* **Things to do**
(1) From the shot boundary detection page below, set down the passage starting with "The detection technique" and going on through "largest singular values.".
(2) Answer these questions from the shot boundary detection page below, not from the data:
(a) Which measure is used for detecting fades?
(b) On which video test set was the detection technique tested?
(c) How many singular values were preserved after performing SVD?
(3) Please continue the shot boundary detection page below from where it stops, leaving the data aside.

Multimedia Information Retrieval

::Home\|Research Profile\|Multimedia Information Retrieval
	Shot Boundary Detection Video Retrieval and Fingerprinting Audio-visual Scene Change Detection

Shot Boundary Detection

Indexing and retrieval of digital video is a very active research area. Temporal video segmentation is an important step in many video processing applications. The growing amount of digital video footage is driving the need for more effective methods for shot classification, summarization, efficient access, retrieval, and browsing of large video databases. Shot boundary detection is the first step towards further analysis of the video content.

Our Method

Two methods for shot boundary detection have been developed.

The first approach to shot transition detection in the uncompressed image domain, we have developed, is based on the mutual information and the joint entropy between two consecutive video frames.

Mutual information (MI) is a measure of the information transported from one frame to the next.
MI is used within the context of this method for detecting abrupt cuts, where the image intensity or color changes abruptly, leading to a low mutual information value.
Joint entropy is used for detecting fades.
- Fade-out, where the visual intensity is usually decreasing to a black image, the decreasing inter-frame joint entropy is used for detection.
- Fade-in, the increasing joint entropy is used for detection.
The entropy measure produces good results, because it exploits the interframe information flow in a more compact way than a frame subtraction.


Time series of the MI from “ABC news” video sequence showing abrupt cuts and one fade		The joint entropy signal from “CNN news” video sequence showing a fade-out and fade-in to the next shot

The detection technique was tested on the TRECVID2003 video test set having different types of shots and containing significant object and camera motion inside the shots. The application of these entropy-based techniques for shot cut detection was experimentally proven to be very efficient, since they produce false acceptance rates very close to zero.

The second approach to automated shot boundary detection is using singular value decomposition (SVD). We have used SVD for its capabilities to derive a refined low dimensional feature space from a high dimensional raw feature space, where pattern similarity can easily be detected.

The method relies on performing SVD on a matrix created from 3D color histograms of single frames.
After performing SVD we preserved only the 10 largest singular values.

* **Data shown**

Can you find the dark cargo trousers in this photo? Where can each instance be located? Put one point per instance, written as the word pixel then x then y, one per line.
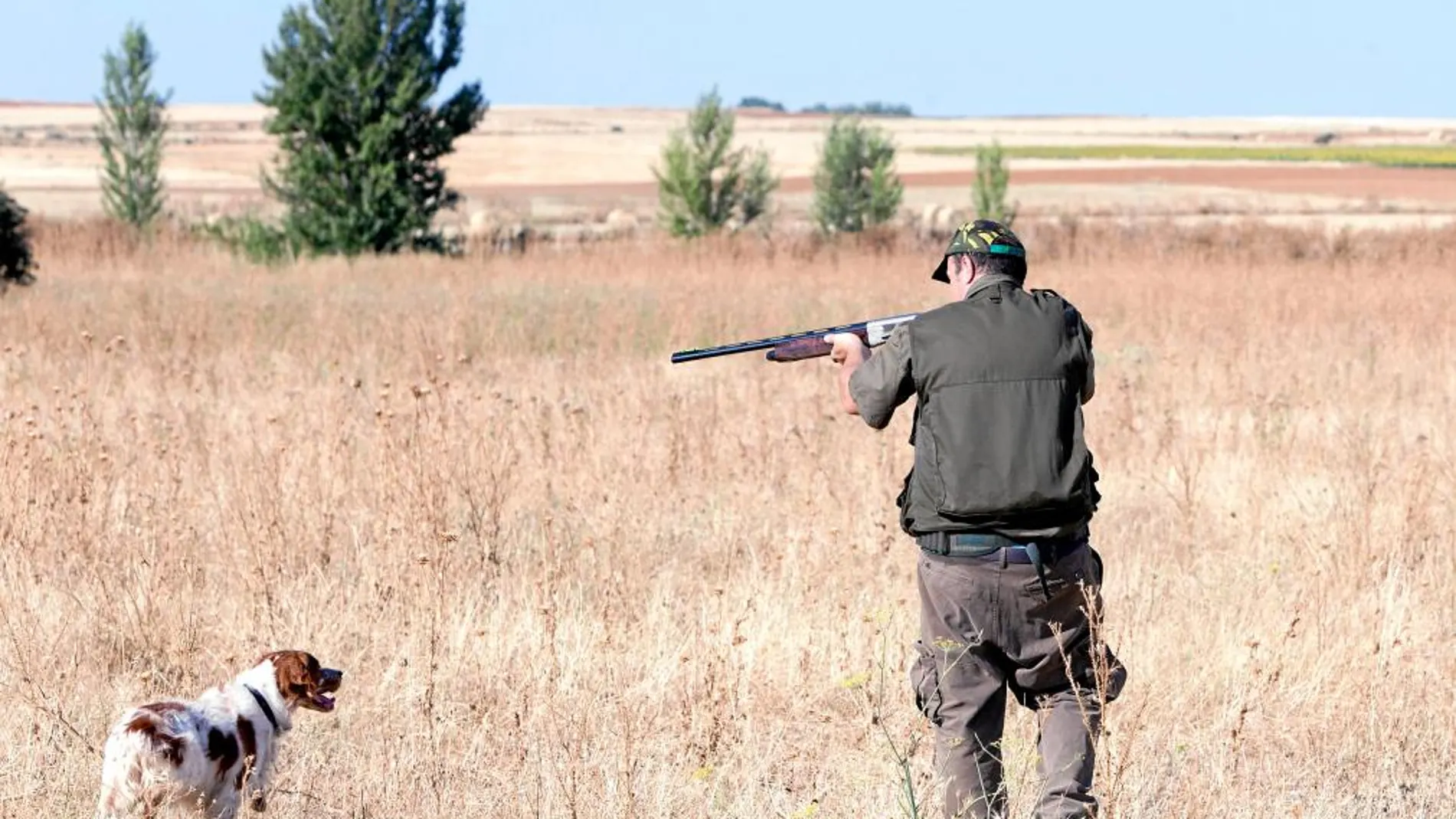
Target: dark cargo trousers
pixel 988 629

* **Results by task**
(1)
The detection technique was tested on the TRECVID2003 video test set having different types of shots and containing significant object and camera motion inside the shots. The application of these entropy-based techniques for shot cut detection was experimentally proven to be very efficient, since they produce false acceptance rates very close to zero.

The second approach to automated shot boundary detection is using singular value decomposition (SVD). We have used SVD for its capabilities to derive a refined low dimensional feature space from a high dimensional raw feature space, where pattern similarity can easily be detected.

The method relies on performing SVD on a matrix created from 3D color histograms of single frames.
After performing SVD we preserved only the 10 largest singular values.

(2)
(a) Joint entropy.
(b) The TRECVID2003 video test set.
(c) The 10 largest singular values.

(3)
In order to detect the video shots, the feature vectors from SVD are processed using a dynamic clustering method.
To avoid the false detections, every two consecutive clusters, obtained by the clustering procedure are in the second phase tested for a possible merging.
Merging is performed in two steps applied consecutively.
- The fist step is using ratio cosine similarity measure between clusters.
- The second step is based on statistical hypothesis testing using the von Mises-Fisher distribution, which can be considered as the equivalent of the Gaussian distribution for directional data.


Projected frame histograms on the subspace defined by the fifth and sixth singular vectors reveal a dissolve pattern between two shots		Fade detection in the sequence “basketball” visualized on the subspace defined by the first and second left singular vectors

The method can detect cuts and gradual transitions, such as dissolves, fades and wipes. The detection technique was tested on TV video sequences having various types of shots and significant object and camera motion inside the shots. The experiments demonstrated that, by using the projected feature space we can efficiently differentiate between gradual transitions and cuts, pans, object or camera motion, while most of the methods based on histograms fail to characterize these types of video transitions.

Downloads

Relevant Publications

Z. Cernekova, I. Pitas and C. Nikou, "Information theory-based shot cut/fade detection and video summarization", IEEE Transactions on Circuits and Systems for Video Technology, vol. 16, no.1, page(s): 82- 91, January 2006.

Z.Cernekova, C.Kotropoulos and I.Pitas, "Video Shot Segmentation using Singular Value Decomposition", in Proc. of 2003 IEEE Int. Conf. Acoustics, Speech, and Signal Processing (ICASSP), vol. III, pp. 181-184, Hong-Kong, April 2003 (appears also in Proc. IEEE Multimedia and Expo 2003 (ICME), pp. 301-304, Baltimore , July 2003).

Z.Cernekova, C.Kotropoulos and I.Pitas, "Video Shot Boundary Detection using Singular Value Decomposition", in Proc. of 4th European Workshop on Image Analysis for Multimedia Interactive Services(WIAMIS-2003), London, April 2003.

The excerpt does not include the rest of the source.